ACCIONES REQUERIDAS
• A. Reproduzca fielmente el pasaje del texto sobre Jorge Mondragón comenzando en «Sobran ejemplos de» y terminando en «pedestal de divas.».
• B. Prosiga el texto sobre Jorge Mondragón a partir de su última oración.

FRAGMENTO DEL DOCUMENTO

En la mesa está uno de sus actores, Luis Roberto Guzmán, protagonista de El Pantera, la nueva serie de Televisa. Mondragón le hace con la cabeza un gesto discreto para que se vaya. El actor se levanta y despide a su manager con un «nos vemos» susurrado, como para no fastidiarlo.

«Tráele un smoothie —pide a un mesero y se justifica—. Te va a gustar.» En un par de minutos el empleado cumple la orden, colocando entre su jefe y yo una espumosa torre roja. «Empieza. Tengo poco tiempo.»

El nombre “Jorge Mondragón” a muchos quizá no les diga nada. Pero nadie está a salvo: todos hemos consumido sus productos. «Es nuestro Puff Daddy», define el conductor Óscar Uriel. «Es un perro que cobra carísimo», explica el productor de televisión Pedro Torres. «Es un magnate», suelta Francisco Barrios “Mastuerzo”. «Si alguien es el diablo, es Mondragón», dice su amiga Amanda de la Rosa. Varios medios lo han calificado como “El Rey Midas”, un título que simplifica a este hombre que me recibe de negro —desde los pies hasta las uñas—, distendido en su silla.

«Aguanto mucha mierda —reclama—: Mondragón es el malo, el ladrón, el cabrón, el hijo de puta.»

«Hijo de puta, hijo de puta.» En una hora de conversación, se referirá de ese modo a sí mismo seis veces, vociferando, para indicarme la forma en que lo califican en el mundo del espectáculo.

¿Qué ha hecho Mondragón? La respuesta podría durar 20 años, los que ha dominado el rock y pop mexicanos antes de ser manager de Gael García, Diego Luna y las “Anas” De la Reguera y Talancón. Ha dirigido a las grandes bandas de México: desde Botellita de Jerez, Caifanes y Café Tacvba hasta La Maldita Vecindad, Moenia y Fobia. Pero, en millones y fama, Molotov es su hijo pródigo.

Sobran ejemplos de sus conquistas. En 2001, Diego Luna aún era identificado como “el gordito” de El premio mayor. Hace poco, su imagen vistiendo Ermenegildo Zegna se alzaba en un espectacular del centro de Shangai. En cuatro años, de El crimen del padre Amaro a Diarios de motocicleta, Gael creció hasta ser una celebridad mundial. A sus más recientes creaciones, Talancón y De la Reguera, las arrancó del mundo de las telenovelas para instalarlas en el pedestal de divas.

INFORMACIÓN PROPORCIONADA
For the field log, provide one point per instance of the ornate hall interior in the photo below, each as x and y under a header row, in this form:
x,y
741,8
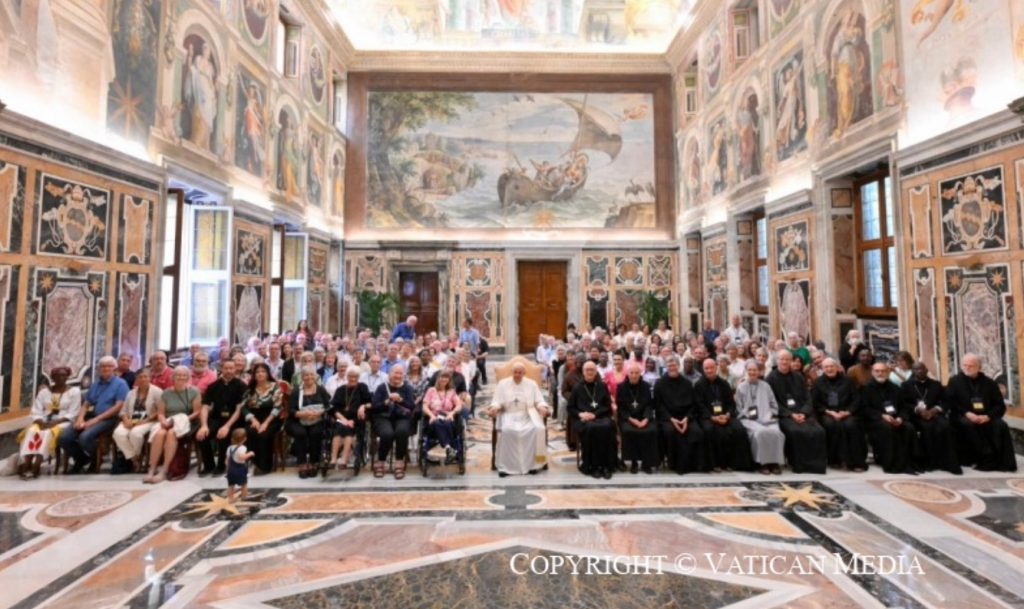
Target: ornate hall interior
x,y
297,231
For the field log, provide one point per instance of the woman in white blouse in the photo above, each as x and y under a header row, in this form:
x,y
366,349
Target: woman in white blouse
x,y
53,410
137,419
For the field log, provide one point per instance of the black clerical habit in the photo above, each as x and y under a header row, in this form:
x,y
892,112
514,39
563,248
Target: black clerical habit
x,y
597,437
726,440
987,445
805,442
923,399
844,435
635,402
894,445
674,398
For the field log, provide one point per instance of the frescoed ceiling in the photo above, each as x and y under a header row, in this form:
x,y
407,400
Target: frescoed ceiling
x,y
565,26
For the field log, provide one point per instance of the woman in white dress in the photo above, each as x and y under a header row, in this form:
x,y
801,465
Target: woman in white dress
x,y
54,408
137,419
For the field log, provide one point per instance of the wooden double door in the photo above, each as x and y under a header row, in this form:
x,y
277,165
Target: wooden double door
x,y
543,301
420,296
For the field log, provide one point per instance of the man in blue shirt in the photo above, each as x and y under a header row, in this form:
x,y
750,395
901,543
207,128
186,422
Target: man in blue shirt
x,y
404,330
100,408
469,336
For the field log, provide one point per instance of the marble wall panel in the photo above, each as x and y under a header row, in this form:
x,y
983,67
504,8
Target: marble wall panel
x,y
249,312
11,206
129,314
136,229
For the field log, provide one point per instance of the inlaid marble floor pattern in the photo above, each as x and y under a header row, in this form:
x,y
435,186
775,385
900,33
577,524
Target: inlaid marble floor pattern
x,y
451,540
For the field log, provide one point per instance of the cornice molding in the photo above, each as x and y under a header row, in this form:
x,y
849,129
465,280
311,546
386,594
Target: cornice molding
x,y
491,61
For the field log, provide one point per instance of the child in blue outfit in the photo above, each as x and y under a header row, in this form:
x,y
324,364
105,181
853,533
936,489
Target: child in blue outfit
x,y
238,465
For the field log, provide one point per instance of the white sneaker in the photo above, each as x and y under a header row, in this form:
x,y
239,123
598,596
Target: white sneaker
x,y
436,453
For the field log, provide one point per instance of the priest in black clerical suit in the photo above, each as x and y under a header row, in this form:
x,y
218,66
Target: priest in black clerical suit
x,y
923,398
837,401
893,437
805,439
590,406
977,407
636,421
678,424
724,435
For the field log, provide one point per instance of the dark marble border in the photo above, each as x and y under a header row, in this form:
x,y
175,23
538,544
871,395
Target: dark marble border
x,y
516,499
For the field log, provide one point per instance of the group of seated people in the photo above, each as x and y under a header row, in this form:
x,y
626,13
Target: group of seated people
x,y
721,401
695,402
316,387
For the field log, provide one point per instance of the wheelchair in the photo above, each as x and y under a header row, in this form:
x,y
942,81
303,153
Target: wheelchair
x,y
427,441
359,445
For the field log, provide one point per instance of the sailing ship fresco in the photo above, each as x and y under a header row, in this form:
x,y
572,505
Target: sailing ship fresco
x,y
510,161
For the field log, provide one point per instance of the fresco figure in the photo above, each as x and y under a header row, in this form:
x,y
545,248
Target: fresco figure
x,y
850,74
199,94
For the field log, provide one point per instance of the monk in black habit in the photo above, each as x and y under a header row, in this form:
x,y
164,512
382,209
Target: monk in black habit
x,y
805,439
923,397
725,436
677,421
590,407
893,437
636,421
837,401
976,404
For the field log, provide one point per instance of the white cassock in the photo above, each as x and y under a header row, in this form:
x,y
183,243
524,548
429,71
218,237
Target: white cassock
x,y
521,443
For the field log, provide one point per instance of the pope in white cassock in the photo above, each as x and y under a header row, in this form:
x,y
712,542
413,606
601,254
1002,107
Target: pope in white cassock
x,y
519,409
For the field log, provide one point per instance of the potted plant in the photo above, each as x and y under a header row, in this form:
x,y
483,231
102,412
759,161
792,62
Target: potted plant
x,y
376,308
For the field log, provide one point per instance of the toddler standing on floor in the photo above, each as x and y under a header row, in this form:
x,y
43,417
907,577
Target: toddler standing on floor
x,y
238,465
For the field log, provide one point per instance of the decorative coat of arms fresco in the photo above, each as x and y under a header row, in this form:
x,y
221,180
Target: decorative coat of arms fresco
x,y
973,212
73,219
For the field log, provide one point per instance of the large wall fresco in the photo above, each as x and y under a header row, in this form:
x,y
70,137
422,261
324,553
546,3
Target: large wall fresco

RESPUESTAS DEL EJERCICIO
• A.
Sobran ejemplos de sus conquistas. En 2001, Diego Luna aún era identificado como “el gordito” de El premio mayor. Hace poco, su imagen vistiendo Ermenegildo Zegna se alzaba en un espectacular del centro de Shangai. En cuatro años, de El crimen del padre Amaro a Diarios de motocicleta, Gael creció hasta ser una celebridad mundial. A sus más recientes creaciones, Talancón y De la Reguera, las arrancó del mundo de las telenovelas para instalarlas en el pedestal de divas.

• B.
Industrias Guacarock

A mediados de los 80, Mondragón, un rastafari de 22 años, solía llevar a sus cuates a las tocadas de Blitz, un grupo de reggae que alternaba en el bar Sugar de Zona Rosa con los ya famosos Botellita de Jerez. Sin buscarlo, se fue convirtiendo en promotor de la banda. Cuando Manrique Moheno, manager de Botellita, supo que ese chavo que sacaba unos pesos organizando fiestas de luz y sonido había negociado que Blitz tocara en el Sugar durante todo el Mundial México 86, decidió ofrecerle chamba. En sus primeras horas de trabajo, Mondragón escuchó que “los botellos” pretendían crear la disquera “Aguacate Records” (parodiando a Apple Records, de The Beatles). Días mas tarde, se acercó al “Mastuerzo”, Sergio Arau y Armando Vega-Gil, los miembros de la banda, que comían en el restaurante El Balcón, de Rockotitlán. Sacó de su bolsillo una tarjeta, muy bien impresa, con la imagen de un aguacate partido sobre una línea: «Jorge Mondragón – Industrias Guacarock.»

«Vi las tarjetas que hizo y me dio un chingo de gusto —cuenta “El Mastuerzo”—. Le dije: “¡A huevo, m’ijo!” Con ese gesto mostró sus ínfulas de empresario.»

Los meseros del Condechi no quitan la mirada de la mesa de su jefe, para servirlo en cuanto levante la mano. A su derecha, Mondragón ha colocado una lap top y una BlackBerry que no para de teclear. Todo el tiempo suenan un celular rosa (el de los “deals” importantes) y un nextel (para el resto del mundo). Los observa, los deja, los agarra. «Vuelvan a conectarme», grita a los meseros mientras mueve unos cables de sus aparatos. Atiende una llamada: «Adriana, sobre eso no hablo, por eso bateé a tu reportera.» Cuelga irritado. «Nuestra prensa no está preparada, sus intenciones casi nunca son buenas. Tengo a Chema Yázpik, que es muy talentoso, y sólo les importa con quién sale.»

¿Cómo descubre este hombre el potencial de los artistas? «No trabajo con quien piense hacer un gran negocio. Agarro a los artistas por su talento desde que no son nadie. Se vuelven negocio por la suerte y por algún manager que tengo arriba.»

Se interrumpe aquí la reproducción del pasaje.